━━━━━ THE INPUT

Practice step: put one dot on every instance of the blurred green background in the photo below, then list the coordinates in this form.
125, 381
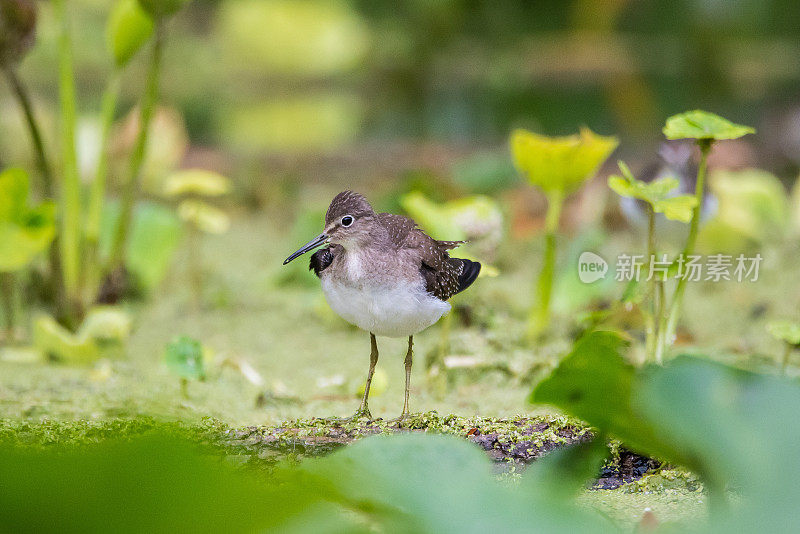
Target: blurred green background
258, 77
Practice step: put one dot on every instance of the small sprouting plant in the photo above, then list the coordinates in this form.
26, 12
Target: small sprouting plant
659, 197
559, 166
789, 333
185, 358
25, 232
192, 188
705, 128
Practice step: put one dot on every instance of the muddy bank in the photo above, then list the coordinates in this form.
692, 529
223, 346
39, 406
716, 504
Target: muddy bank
510, 442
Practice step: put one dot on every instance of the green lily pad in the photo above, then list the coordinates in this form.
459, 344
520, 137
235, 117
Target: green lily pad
656, 193
699, 124
25, 231
184, 357
560, 164
785, 331
129, 28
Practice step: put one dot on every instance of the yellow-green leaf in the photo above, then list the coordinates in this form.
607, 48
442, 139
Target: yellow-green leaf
560, 164
129, 28
24, 231
699, 124
184, 357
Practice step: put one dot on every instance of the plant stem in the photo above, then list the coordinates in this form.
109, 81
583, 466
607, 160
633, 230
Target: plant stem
650, 319
539, 316
661, 340
787, 352
7, 290
195, 264
699, 194
70, 191
48, 190
98, 191
147, 108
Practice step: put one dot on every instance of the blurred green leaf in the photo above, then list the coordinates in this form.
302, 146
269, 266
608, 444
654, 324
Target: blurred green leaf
657, 193
184, 357
17, 29
312, 37
162, 8
204, 217
563, 473
560, 164
699, 124
752, 202
107, 324
738, 430
25, 231
155, 236
429, 483
56, 341
129, 28
786, 331
485, 173
198, 182
155, 483
295, 123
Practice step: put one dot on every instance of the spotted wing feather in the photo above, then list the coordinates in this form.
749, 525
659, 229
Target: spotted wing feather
321, 260
444, 276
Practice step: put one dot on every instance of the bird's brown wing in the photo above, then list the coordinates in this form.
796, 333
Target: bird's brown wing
440, 271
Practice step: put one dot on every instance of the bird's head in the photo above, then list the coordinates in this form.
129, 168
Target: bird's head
348, 222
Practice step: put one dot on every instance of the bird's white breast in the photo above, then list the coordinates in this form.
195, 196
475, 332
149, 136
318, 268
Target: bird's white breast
380, 303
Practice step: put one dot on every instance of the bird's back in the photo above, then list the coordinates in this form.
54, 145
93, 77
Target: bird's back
444, 276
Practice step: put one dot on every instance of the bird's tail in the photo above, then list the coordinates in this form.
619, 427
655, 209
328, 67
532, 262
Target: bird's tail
469, 272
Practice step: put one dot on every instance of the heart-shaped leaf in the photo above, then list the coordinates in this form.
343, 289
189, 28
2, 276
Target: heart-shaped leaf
129, 28
699, 124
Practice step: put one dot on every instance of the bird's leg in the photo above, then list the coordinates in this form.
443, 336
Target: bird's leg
408, 376
363, 410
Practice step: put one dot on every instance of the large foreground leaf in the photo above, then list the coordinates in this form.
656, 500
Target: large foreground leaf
422, 483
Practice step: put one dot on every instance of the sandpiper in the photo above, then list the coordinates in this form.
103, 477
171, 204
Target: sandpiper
383, 274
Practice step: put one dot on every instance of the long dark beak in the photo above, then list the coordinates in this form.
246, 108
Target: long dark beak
311, 245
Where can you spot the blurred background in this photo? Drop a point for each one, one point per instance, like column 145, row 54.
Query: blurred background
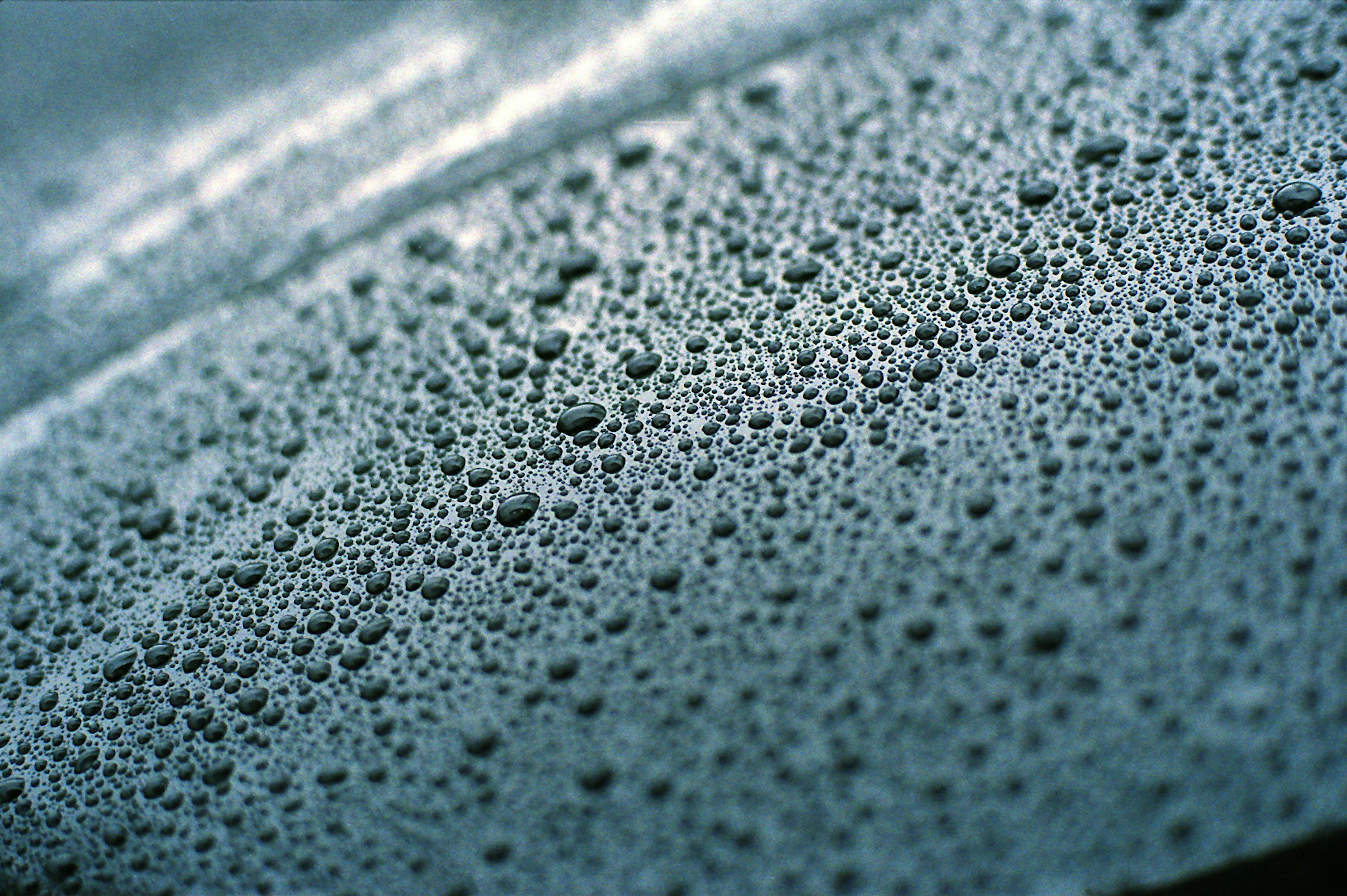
column 160, row 158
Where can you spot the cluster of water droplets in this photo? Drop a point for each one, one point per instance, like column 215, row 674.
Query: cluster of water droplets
column 915, row 469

━━━━━━━━━━

◆ **TASK**:
Set down exactly and only the lines from the line that contains "the bird's head" through the last line of the entries above, with both of those lines included and the pictures left out.

◆ **ANSWER TO THIS EXERCISE**:
Practice step: put one dot on every instance of the bird's head in the photo above, then list the coordinates in this form.
129, 168
Target: bird's head
348, 222
Practice step: put one dot on every instance of the bird's white breast in the photo above, then list the coordinates in this form.
195, 196
475, 332
149, 136
318, 268
Target: bird's white breast
380, 303
Practice step: put one dot on every instance of the bird's back in the photo above, then list the coordinates in this form.
54, 145
93, 77
Target: bird's back
444, 276
Practice step: put one dot on every instance of the bird's tail in the photo above, then list the coordinates in this form.
619, 427
655, 209
328, 67
532, 262
Target: bird's tail
469, 272
Practice step: put one dot on every instance of the heart-shaped leaf in the photo above, then list the coordinates in this form.
343, 289
189, 28
2, 276
Target: heart-shaped leaf
129, 28
699, 124
Practice step: put one dot on every instance of the bird's leg in the photo above, then list the coordinates in this form.
443, 336
Target: bird's leg
408, 376
363, 410
Practice step: put one dot on every instance of the large foreground leaf in the photo above, then list the coordinates in this form.
656, 500
Target: large foreground leaf
422, 483
Practice step: put one dot on every instance of the sandpiper in the photo above, then list the coordinates in this form.
103, 477
171, 204
Target: sandpiper
383, 274
Practice step: put one dot on every instance of the long dark beak in the photo above, then list the coordinates in this form.
246, 108
Target: long dark beak
311, 245
Where can you spot the blurred background in this photo? Drop a point for each one, one point per instance, like column 145, row 54.
Query: blurred background
column 160, row 158
Where can you spot the cluster of water droplets in this photo? Drop a point for each one, one point per instance, like column 215, row 674.
Query: cluster of water droplets
column 915, row 469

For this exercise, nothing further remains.